Questions to answer:
[1] In the Forth discussion, which issue of _Forth Dimensions_ has John Hayes' structure implementation?
[2] Continue the Forth discussion after its final sentence.

Given passage:
▬▬▬▬▬▬
In any case:  I guess I see how your method works,  but I have a dissagreement
with it philosophically.  I don't mind CREATE aligning things behind my back,
if it is clearly documented that way.  I do mind ALLOT doing it however, since
this is a more general purpose word.  With your method, how do I create a
structure that looks like this:

[1 byte ( length )][15 bytes ( name )]

0 C, 15 ALLOT

without alloting an extra byte before the name?  What's the benefit of using C,
instead of , in this case?

I guess I would prefer to put the implict alignment inside words like "," "W,"
"L," etc, where it is obvious that if I use these to define a data structure, then
I will know enough to use the correct mode to access the data.  If I use ALLOT
however, I am implying that I want to access the data in unspecified, possibly
multiple ways.  If I do want the 15 bytes aligned,  I will align them manually,
which ensures my awareness that the bytes are not packed tightly.

In any case, the semantics are a matter of option.  We all do things our way.
My only problem with your method is if it restricts my ability to pack bytes.

							/nt

nick@kyron.sw.stratus.com

dcp@world.std.com (David C. Petty) (06/26/91)

In article <9106190432.AA02430@ucbvax.Berkeley.EDU>,
UNBCIC%BRFAPESP.BITNET@SCFVM.GSFC.NASA.GOV writes:

'=>Further, `ALLOT' and `,' should align on
`=> CELL boundaries, and `C,' should ensure that the next invocation of
`=> `HERE', `ALLOT', `,' etc. will utilize a CELL boundary appropriate
`=> to the processor [mine].
`
`C, should ensure that the next invocation of HERE, ALLOT...will utilize a CELL
`boundary?!?!?!?!??!?!?!? It's better live with a slow @ and ! than with this!
`We have only two options: 1) Throw an overhead upon HERE, ALLOT...; 2) Make C,
`ALLOT a CELL, thus actings a comma.

There is a third option.  Put the onus on the _programmer_ to put
ALIGN after the appropriate ALLOT / C, when allocating a data
structure in the dictionary if it is possible that a partial cell has
been allotted.  Then use CELL+ and CHAR+ and ALIGNED when ``stepping
through'' the data structure.  That is the approach taken by ANS
Forth.  

I should also add that most of the alignment calculations can be done
at compile time as in John Hayes' structure implementation (_Forth
Dimensions_ vXI #6).
▬▬▬▬▬▬
Dataset content:
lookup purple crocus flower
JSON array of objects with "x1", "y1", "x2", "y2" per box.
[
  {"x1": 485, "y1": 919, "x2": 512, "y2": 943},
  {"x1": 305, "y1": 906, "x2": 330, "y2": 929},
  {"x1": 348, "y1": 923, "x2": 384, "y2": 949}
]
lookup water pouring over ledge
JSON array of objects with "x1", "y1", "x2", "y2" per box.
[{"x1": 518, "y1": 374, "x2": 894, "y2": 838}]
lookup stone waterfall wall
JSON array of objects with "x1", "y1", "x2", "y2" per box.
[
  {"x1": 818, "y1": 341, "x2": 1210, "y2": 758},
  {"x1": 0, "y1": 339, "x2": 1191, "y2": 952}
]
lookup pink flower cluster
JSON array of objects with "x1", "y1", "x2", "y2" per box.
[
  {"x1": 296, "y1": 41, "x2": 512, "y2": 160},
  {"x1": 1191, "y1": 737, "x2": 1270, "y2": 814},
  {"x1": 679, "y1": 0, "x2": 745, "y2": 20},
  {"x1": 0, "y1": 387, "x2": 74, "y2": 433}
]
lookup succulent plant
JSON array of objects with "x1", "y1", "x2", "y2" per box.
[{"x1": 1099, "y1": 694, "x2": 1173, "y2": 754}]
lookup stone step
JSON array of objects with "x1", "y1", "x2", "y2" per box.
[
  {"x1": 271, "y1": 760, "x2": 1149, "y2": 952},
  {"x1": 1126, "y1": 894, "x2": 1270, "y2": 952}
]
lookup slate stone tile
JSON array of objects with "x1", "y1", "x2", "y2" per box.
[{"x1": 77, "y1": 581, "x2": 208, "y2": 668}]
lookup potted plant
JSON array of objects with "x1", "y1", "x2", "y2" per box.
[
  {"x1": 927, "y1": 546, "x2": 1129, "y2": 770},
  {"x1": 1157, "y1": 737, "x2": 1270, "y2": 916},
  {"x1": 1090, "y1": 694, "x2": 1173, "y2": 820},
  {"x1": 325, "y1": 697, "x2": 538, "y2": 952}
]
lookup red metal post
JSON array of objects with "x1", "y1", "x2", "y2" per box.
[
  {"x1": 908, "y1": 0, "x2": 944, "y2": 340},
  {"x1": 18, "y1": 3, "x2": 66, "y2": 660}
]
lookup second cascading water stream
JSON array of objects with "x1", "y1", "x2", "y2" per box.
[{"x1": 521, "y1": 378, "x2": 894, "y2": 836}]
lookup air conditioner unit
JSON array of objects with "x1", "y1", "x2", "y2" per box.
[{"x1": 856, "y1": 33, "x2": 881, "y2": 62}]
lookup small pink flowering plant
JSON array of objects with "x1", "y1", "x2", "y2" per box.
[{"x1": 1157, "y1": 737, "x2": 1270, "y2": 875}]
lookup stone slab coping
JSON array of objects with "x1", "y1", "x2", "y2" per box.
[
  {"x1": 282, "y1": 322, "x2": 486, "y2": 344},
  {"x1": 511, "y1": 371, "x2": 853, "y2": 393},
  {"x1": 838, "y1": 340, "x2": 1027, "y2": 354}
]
▬▬▬▬▬▬
Answer section:
[1] Volume XI, number 6 (vXI #6).

[2]
-- 
 David C. Petty | dcp@world.std.com | ...!{uunet,bu.edu}!world!dcp /\
      POBox Two | CIS: 73607,1646   | BIX, MCIMail: dcp           /  \
 Cambridge,  MA | `Whatsoever thou doest to the tip,             /    \
02140-0001  USA |  doest thou likewise to the ring.' - RAG      /______\

UNBCIC@BRFAPESP.BITNET (06/28/91)

=> In article <9106190432.AA02430@ucbvax.Berkeley.EDU>,
=> UNBCIC%BRFAPESP.BITNET@SCFVM.GSFC.NASA.GOV writes:
=>
=> '=>Further, `ALLOT' and `,' should align on
=> `=> CELL boundaries, and `C,' should ensure that the next invocation of
=> `=> `HERE', `ALLOT', `,' etc. will utilize a CELL boundary appropriate
=> `=> to the processor [mine].
=> `
=> `C, should ensure that the next invocation of HERE, ALLOT...will utilize a CE
   LL
=> `boundary?!?!?!?!??!?!?!? It's better live with a slow @ and ! than with this
   !
=> `We have only two options: 1) Throw an overhead upon HERE, ALLOT...; 2) Make
   C,
=> `ALLOT a CELL, thus actings a comma.

I was talking about options when you make C, ensure ....

=> There is a third option.  Put the onus on the _programmer_ to put
=> ALIGN after the appropriate ALLOT / C, when allocating a data
=> structure in the dictionary if it is possible that a partial cell has
=> been allotted.  Then use CELL+ and CHAR+ and ALIGNED when ``stepping
=> through'' the data structure.  That is the approach taken by ANS
=> Forth.

That's the way I like it. If someone wants a 83-Standard @ in a ANS-Forth just
type:
: @ DUP C@ SWAP 1+ C@ ( shift or multiply ) + ;
: ! 2DUP C! SWAP ( shift or divide ) SWAP 1+ C! ;

About C! a TRUE flag: I think that ANS Forth have adopted as TRUE all bits 1,
so C! should work.

                              (8-DCS)
Daniel C. Sobral                           Errare Humanum Est...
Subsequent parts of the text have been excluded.